> [Supplied records]:
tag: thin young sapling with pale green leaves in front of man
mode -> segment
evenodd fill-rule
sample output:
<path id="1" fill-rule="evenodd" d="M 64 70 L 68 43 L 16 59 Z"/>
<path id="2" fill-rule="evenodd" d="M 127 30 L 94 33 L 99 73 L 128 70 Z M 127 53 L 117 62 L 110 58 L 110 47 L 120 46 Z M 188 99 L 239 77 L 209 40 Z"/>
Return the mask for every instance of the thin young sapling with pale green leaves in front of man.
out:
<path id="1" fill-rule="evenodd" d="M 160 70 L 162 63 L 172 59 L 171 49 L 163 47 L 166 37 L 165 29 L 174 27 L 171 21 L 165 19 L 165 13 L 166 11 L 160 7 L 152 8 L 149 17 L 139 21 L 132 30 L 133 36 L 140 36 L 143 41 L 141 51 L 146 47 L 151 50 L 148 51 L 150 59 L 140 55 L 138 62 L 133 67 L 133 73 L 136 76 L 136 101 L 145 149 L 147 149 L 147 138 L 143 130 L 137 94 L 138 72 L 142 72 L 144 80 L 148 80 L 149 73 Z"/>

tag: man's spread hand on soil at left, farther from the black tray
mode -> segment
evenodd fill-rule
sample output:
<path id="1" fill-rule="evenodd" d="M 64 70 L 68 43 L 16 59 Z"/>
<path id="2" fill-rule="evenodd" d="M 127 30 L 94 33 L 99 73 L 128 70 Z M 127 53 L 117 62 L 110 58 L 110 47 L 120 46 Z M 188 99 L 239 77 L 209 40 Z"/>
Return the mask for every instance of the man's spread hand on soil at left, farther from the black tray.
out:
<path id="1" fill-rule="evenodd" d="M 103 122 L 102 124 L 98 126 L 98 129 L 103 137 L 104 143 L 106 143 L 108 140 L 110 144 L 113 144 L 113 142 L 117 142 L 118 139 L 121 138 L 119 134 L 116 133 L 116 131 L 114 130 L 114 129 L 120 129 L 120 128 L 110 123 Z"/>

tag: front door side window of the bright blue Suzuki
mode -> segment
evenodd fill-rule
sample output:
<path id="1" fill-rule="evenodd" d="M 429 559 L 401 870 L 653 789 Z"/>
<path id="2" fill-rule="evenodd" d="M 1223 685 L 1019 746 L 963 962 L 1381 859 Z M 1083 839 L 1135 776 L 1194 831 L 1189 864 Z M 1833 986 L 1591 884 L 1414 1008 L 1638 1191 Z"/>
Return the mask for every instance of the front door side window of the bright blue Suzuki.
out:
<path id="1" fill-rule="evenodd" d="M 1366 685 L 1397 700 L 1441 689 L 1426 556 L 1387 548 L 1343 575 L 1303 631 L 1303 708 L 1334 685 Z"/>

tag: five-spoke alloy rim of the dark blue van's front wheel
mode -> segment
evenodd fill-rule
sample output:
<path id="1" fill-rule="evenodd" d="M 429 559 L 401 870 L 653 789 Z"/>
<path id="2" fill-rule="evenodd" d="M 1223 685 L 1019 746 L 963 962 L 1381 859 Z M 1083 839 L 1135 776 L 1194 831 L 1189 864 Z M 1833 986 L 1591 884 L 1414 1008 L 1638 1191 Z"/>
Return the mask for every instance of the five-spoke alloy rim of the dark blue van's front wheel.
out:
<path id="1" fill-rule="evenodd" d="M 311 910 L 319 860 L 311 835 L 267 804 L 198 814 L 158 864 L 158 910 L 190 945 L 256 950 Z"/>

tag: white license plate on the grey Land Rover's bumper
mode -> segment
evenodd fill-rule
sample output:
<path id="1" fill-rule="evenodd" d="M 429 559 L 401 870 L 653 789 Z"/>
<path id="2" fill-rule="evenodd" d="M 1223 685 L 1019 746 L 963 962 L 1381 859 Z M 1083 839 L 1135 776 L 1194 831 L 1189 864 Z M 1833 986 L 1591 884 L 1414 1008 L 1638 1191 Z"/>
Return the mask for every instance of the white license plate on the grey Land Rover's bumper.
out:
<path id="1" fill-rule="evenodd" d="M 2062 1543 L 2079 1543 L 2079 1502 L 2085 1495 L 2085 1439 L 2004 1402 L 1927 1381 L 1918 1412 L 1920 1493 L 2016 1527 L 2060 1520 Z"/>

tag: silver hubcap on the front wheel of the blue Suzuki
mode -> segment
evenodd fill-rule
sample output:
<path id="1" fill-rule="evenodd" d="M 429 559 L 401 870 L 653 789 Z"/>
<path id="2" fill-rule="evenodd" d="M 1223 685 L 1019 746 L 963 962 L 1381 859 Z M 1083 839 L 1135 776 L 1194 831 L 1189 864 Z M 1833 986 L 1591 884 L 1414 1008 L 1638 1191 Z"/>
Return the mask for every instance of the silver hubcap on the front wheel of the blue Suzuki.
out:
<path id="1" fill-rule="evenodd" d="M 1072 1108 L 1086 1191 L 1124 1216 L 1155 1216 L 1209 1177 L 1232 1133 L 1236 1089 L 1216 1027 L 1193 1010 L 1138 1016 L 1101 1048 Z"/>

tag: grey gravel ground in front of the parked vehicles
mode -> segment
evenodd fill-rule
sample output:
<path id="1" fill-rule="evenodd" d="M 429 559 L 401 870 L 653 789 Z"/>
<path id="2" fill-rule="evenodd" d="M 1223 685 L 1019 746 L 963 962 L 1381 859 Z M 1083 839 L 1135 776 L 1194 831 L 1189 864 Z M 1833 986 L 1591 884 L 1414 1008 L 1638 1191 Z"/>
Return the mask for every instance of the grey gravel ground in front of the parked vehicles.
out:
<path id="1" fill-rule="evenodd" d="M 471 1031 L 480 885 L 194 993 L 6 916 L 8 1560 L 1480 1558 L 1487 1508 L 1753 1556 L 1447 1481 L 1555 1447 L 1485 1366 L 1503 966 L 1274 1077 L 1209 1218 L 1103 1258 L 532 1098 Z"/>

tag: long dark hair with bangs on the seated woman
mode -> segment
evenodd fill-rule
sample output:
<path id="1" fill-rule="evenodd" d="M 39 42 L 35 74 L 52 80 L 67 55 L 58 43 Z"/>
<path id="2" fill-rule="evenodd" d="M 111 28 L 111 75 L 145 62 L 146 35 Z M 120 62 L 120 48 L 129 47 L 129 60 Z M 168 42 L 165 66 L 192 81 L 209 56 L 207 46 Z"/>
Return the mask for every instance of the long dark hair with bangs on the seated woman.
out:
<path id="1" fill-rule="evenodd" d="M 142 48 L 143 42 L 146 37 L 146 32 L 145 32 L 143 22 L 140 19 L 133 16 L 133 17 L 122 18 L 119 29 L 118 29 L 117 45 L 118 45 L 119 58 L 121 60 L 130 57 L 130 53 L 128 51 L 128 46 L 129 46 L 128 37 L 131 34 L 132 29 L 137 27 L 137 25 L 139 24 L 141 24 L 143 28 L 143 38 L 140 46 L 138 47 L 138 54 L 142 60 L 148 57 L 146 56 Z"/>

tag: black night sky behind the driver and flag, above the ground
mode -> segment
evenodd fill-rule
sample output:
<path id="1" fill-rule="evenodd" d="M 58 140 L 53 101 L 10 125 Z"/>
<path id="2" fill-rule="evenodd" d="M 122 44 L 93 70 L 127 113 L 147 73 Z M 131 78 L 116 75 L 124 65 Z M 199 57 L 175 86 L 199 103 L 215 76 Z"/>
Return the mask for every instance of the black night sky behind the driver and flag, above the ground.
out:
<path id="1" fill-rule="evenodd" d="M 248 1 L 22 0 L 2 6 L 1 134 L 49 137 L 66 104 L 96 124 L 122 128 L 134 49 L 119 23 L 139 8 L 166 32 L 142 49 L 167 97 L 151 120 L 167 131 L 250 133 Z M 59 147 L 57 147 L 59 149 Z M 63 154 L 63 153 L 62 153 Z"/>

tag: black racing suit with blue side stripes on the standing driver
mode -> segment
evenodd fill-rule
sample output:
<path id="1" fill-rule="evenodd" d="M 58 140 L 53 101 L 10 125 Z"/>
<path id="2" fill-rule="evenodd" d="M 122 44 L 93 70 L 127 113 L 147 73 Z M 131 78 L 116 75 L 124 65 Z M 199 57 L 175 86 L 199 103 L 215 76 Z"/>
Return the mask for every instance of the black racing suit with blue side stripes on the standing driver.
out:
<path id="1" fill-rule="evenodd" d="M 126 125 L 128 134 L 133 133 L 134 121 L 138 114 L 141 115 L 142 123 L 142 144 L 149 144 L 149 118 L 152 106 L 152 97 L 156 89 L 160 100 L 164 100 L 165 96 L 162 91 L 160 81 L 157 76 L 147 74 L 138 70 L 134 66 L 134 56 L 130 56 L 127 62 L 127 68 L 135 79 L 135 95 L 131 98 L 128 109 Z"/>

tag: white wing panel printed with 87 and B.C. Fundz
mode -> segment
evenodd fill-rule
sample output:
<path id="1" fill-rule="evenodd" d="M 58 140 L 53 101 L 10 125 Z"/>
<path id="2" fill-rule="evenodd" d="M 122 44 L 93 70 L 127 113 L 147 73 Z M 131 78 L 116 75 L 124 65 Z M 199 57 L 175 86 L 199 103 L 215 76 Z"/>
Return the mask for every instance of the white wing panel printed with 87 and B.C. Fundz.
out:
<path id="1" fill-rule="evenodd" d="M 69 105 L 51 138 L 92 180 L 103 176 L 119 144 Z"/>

> [What is required]:
Only the lines from the one containing "tag: white wing" through the last line of the material should be returned, each one exactly as written.

> [Result of this task]:
tag: white wing panel printed with 87 and B.C. Fundz
mode -> segment
evenodd fill-rule
sample output:
<path id="1" fill-rule="evenodd" d="M 58 140 L 53 101 L 10 125 Z"/>
<path id="2" fill-rule="evenodd" d="M 122 44 L 93 70 L 127 113 L 147 73 Z M 131 78 L 116 75 L 124 65 Z M 199 57 L 175 86 L 199 103 L 215 76 Z"/>
Return the mask for every instance of the white wing panel printed with 87 and B.C. Fundz.
out:
<path id="1" fill-rule="evenodd" d="M 69 105 L 51 138 L 92 180 L 103 176 L 119 144 Z"/>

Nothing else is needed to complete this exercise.